:: DATA TO PROCESS

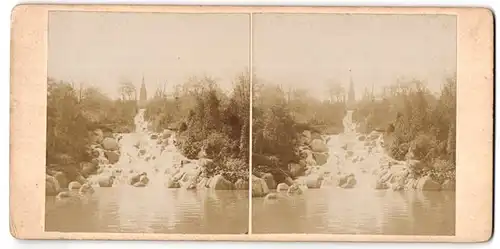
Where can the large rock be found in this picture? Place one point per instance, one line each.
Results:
(448, 185)
(295, 189)
(282, 187)
(320, 158)
(426, 183)
(241, 184)
(74, 185)
(318, 145)
(86, 189)
(171, 183)
(61, 179)
(88, 169)
(105, 181)
(134, 178)
(166, 134)
(110, 143)
(307, 134)
(311, 181)
(268, 177)
(96, 136)
(271, 196)
(381, 185)
(112, 156)
(328, 182)
(347, 181)
(52, 187)
(297, 169)
(218, 182)
(259, 187)
(288, 180)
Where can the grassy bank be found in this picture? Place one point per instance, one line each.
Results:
(209, 121)
(73, 113)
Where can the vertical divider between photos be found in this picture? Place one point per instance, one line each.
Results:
(250, 141)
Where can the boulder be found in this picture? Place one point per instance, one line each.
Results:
(288, 180)
(311, 181)
(105, 181)
(349, 154)
(303, 140)
(268, 177)
(426, 183)
(52, 187)
(381, 185)
(80, 179)
(170, 183)
(66, 195)
(88, 169)
(448, 185)
(61, 179)
(218, 182)
(144, 179)
(204, 162)
(296, 169)
(346, 181)
(241, 184)
(112, 156)
(86, 189)
(318, 145)
(139, 184)
(166, 134)
(110, 143)
(295, 189)
(259, 187)
(327, 182)
(320, 158)
(271, 196)
(282, 187)
(307, 134)
(96, 136)
(134, 178)
(316, 135)
(74, 185)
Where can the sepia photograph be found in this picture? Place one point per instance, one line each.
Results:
(354, 124)
(251, 123)
(148, 123)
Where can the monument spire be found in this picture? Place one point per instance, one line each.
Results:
(351, 98)
(143, 94)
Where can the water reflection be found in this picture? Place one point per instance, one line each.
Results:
(147, 210)
(355, 211)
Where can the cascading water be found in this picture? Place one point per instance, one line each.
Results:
(355, 153)
(143, 151)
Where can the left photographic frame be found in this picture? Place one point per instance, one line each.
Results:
(147, 122)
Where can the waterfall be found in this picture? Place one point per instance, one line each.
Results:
(352, 152)
(145, 151)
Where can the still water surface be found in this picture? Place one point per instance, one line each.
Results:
(145, 210)
(357, 211)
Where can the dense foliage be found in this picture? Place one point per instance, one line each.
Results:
(278, 118)
(73, 113)
(208, 121)
(422, 124)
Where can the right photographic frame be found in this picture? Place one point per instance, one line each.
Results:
(354, 123)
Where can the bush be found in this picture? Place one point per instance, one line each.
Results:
(72, 114)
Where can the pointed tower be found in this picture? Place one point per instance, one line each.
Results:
(143, 94)
(351, 98)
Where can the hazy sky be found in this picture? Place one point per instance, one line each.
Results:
(302, 50)
(102, 49)
(308, 49)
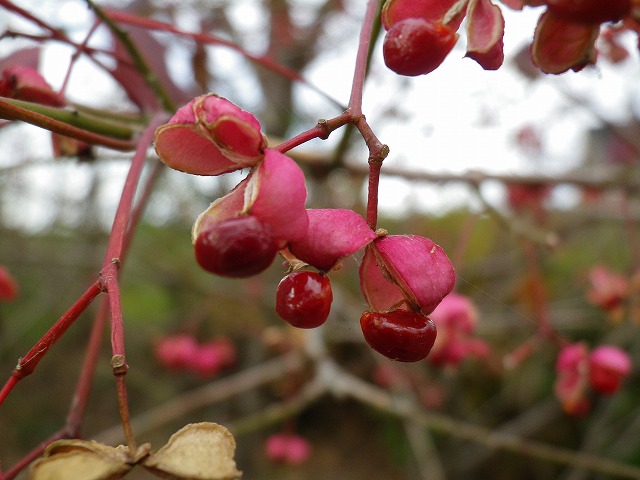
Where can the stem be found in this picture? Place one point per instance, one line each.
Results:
(322, 130)
(139, 61)
(122, 216)
(27, 364)
(109, 275)
(10, 110)
(357, 86)
(85, 121)
(74, 58)
(85, 379)
(208, 39)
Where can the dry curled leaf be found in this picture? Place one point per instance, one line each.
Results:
(198, 451)
(75, 459)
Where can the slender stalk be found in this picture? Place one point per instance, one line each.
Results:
(207, 39)
(322, 130)
(86, 121)
(109, 275)
(10, 110)
(122, 216)
(138, 59)
(357, 86)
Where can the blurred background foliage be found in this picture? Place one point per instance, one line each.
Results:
(54, 225)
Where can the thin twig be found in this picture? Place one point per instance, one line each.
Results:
(209, 394)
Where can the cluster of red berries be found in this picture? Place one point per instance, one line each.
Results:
(403, 278)
(183, 353)
(287, 448)
(421, 33)
(602, 370)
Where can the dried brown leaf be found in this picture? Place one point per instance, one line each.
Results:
(198, 451)
(74, 459)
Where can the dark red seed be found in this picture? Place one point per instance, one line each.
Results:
(239, 247)
(303, 299)
(401, 335)
(415, 47)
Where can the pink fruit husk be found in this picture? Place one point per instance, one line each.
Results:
(571, 384)
(332, 235)
(560, 45)
(485, 33)
(262, 195)
(276, 194)
(432, 11)
(210, 136)
(407, 268)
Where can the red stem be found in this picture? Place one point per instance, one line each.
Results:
(377, 151)
(33, 455)
(322, 130)
(123, 213)
(85, 379)
(122, 17)
(357, 86)
(27, 364)
(74, 58)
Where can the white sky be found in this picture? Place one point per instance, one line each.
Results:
(457, 118)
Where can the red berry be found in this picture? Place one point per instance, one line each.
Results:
(401, 335)
(415, 47)
(303, 299)
(590, 11)
(239, 247)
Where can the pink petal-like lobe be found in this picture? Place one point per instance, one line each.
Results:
(560, 45)
(433, 11)
(332, 235)
(408, 267)
(485, 32)
(276, 194)
(210, 136)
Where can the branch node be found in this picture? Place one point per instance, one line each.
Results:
(119, 365)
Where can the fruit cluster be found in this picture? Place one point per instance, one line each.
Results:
(182, 353)
(421, 33)
(456, 318)
(567, 31)
(402, 277)
(602, 370)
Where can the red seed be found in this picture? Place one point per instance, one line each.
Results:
(415, 47)
(239, 247)
(303, 299)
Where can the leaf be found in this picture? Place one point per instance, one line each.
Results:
(198, 451)
(79, 459)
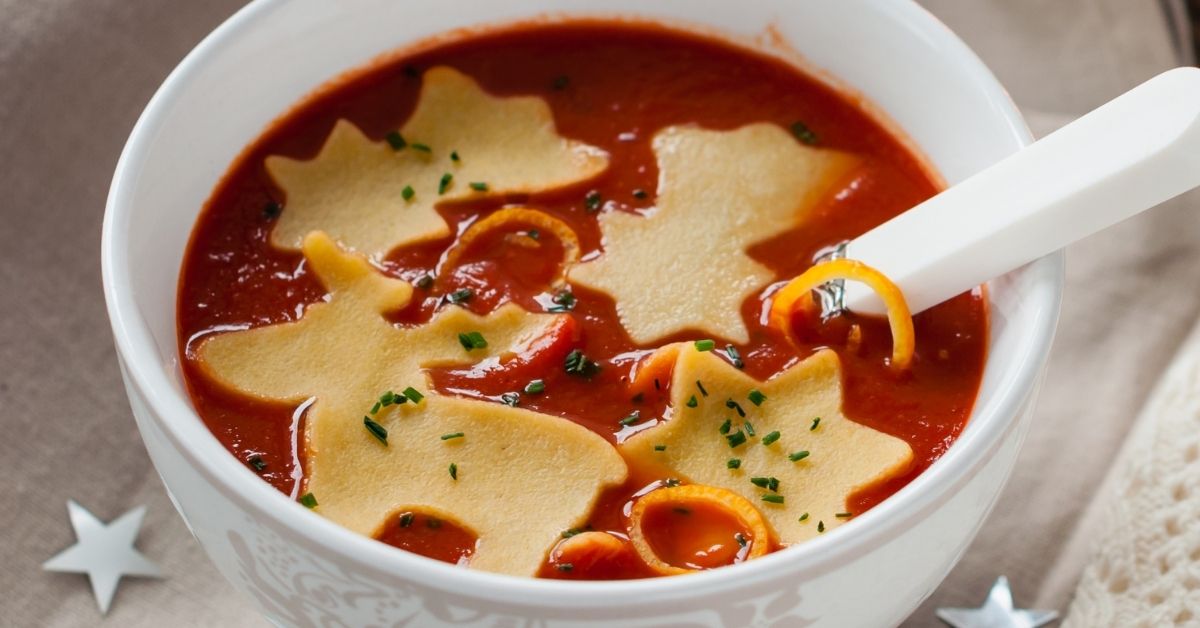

::::

• **EXERCISE INSTRUCTIONS**
Please print every record exactly as written, without the pictures.

• **WRITTEN REPLY**
Where can the large rock be found in this picture? Place one point per instance, one line each.
Results:
(448, 185)
(295, 189)
(282, 187)
(320, 158)
(426, 183)
(241, 184)
(74, 185)
(318, 145)
(86, 189)
(171, 183)
(61, 179)
(88, 169)
(105, 181)
(134, 178)
(166, 134)
(110, 143)
(307, 134)
(311, 181)
(268, 177)
(96, 136)
(271, 196)
(381, 185)
(112, 156)
(328, 182)
(347, 181)
(52, 187)
(297, 169)
(218, 182)
(259, 187)
(288, 180)
Where can the grassy bank be found in this picture? Place one point per instance, one line each.
Results:
(209, 121)
(73, 113)
Where can the vertical divider between photos be found in this picture? Place one point per instance, one line each.
Results:
(250, 141)
Where can the boulder be found in this picture? Place one point per instance, one line each.
Results:
(288, 180)
(311, 181)
(105, 181)
(349, 154)
(303, 140)
(268, 177)
(426, 183)
(52, 187)
(381, 185)
(80, 179)
(170, 183)
(66, 195)
(88, 169)
(448, 185)
(61, 179)
(218, 182)
(144, 179)
(204, 162)
(296, 169)
(346, 181)
(241, 184)
(112, 156)
(86, 189)
(318, 145)
(139, 184)
(166, 134)
(110, 143)
(295, 189)
(259, 187)
(327, 182)
(320, 158)
(271, 196)
(282, 187)
(307, 134)
(96, 136)
(134, 178)
(316, 135)
(74, 185)
Where can the sepia photograph be found in this picture? Place one point per instance, one line each.
Results:
(354, 124)
(251, 123)
(148, 123)
Where can the monument spire be found in this picture? Place one point per instance, one line each.
Results:
(351, 98)
(143, 94)
Where can the water reflection be found in this picture? Place one point per instance, one line each.
Results:
(147, 210)
(355, 211)
Where can the cascading water be found in this picture? Place one point per instance, one line each.
Results:
(355, 153)
(143, 151)
Where can the left photographic frame be found in this picture? Place one point per instance, one line each.
Results:
(147, 122)
Where can the waterfall be found in this picture? Place one point per instance, one line each.
Results:
(352, 152)
(145, 151)
Where can the still water surface be found in this picture? Place one point per instance, one line each.
Results:
(145, 210)
(357, 211)
Where can the dense foliage be found in this picture? Place one point per instance, one line each.
Results:
(278, 118)
(73, 113)
(208, 121)
(422, 124)
Where can the right photographic frame be found in this picture? Place one point per instance, one line each.
Results:
(354, 123)
Where can the bush be found in this picture? Place one point per instance, one line each.
Results:
(72, 114)
Where can the pointed tower be found in this picture? Place one point per instance, one line each.
Results:
(143, 94)
(351, 98)
Where can the hazy sky be found in this picture? Place one point per instance, one line each.
Results:
(302, 50)
(102, 49)
(308, 49)
Where can the stem be found in this picture? Place one point per instance, one line each.
Results:
(322, 130)
(139, 61)
(122, 216)
(27, 364)
(109, 275)
(10, 110)
(357, 86)
(85, 121)
(74, 58)
(85, 379)
(208, 39)
Where can the dry curled leaf be found in this picture? Place one point per instance, one line each.
Results:
(198, 451)
(75, 459)
Where can the slender stalk be found in this picture? Place one point per instance, one line each.
Results:
(207, 39)
(322, 130)
(86, 121)
(109, 275)
(10, 110)
(122, 216)
(138, 59)
(357, 86)
Where can the blurred background foliage be found in this picture? Place one point per instance, one line each.
Results:
(54, 225)
Where can the thin twig be found in this picture? Place one point per instance, one line each.
Results:
(209, 394)
Where can the cluster of red berries be found in this picture? Place one point per instance, one line each.
Results:
(403, 278)
(183, 353)
(287, 448)
(421, 33)
(602, 370)
Where can the dried brown leaf be found in this picture? Place one point per instance, one line each.
Results:
(198, 451)
(74, 459)
Where can the dark red seed be found in this picture? Place one point per instance, one line each.
Results:
(239, 247)
(303, 299)
(401, 335)
(415, 47)
Where can the pink fruit husk be found in this picture? Place one point per instance, one line each.
Results:
(571, 384)
(332, 235)
(560, 45)
(485, 33)
(262, 195)
(276, 194)
(432, 11)
(210, 136)
(407, 268)
Where can the red stem be found in this picture? Place one point per instance, one line each.
Results:
(377, 151)
(33, 455)
(322, 130)
(123, 213)
(85, 379)
(122, 17)
(357, 86)
(27, 364)
(74, 58)
Where can the white sky be found in this picture? Place one point per instance, one line each.
Results:
(457, 118)
Where can the red berry be found in this picture? Place one point per instance, one line each.
Results:
(401, 335)
(415, 47)
(303, 299)
(590, 11)
(239, 247)
Where can the pink petal-like lobe be found in this picture? Place one point per instance, one line each.
Results:
(560, 45)
(433, 11)
(332, 235)
(408, 267)
(485, 32)
(276, 194)
(210, 136)
Where can the branch node be found in this picture? Place one point per instance, one line each.
Results:
(119, 365)
Where can the fruit cluster be found in this picture? Place one point per instance, one line each.
Results:
(182, 353)
(421, 33)
(456, 318)
(567, 31)
(402, 277)
(602, 370)
Where can the red seed be found in this picture? Place one point per instance, one line each.
Results:
(415, 47)
(239, 247)
(303, 299)
Where can the leaf be found in this picture? Place one point per instance, one line each.
Results:
(198, 451)
(79, 459)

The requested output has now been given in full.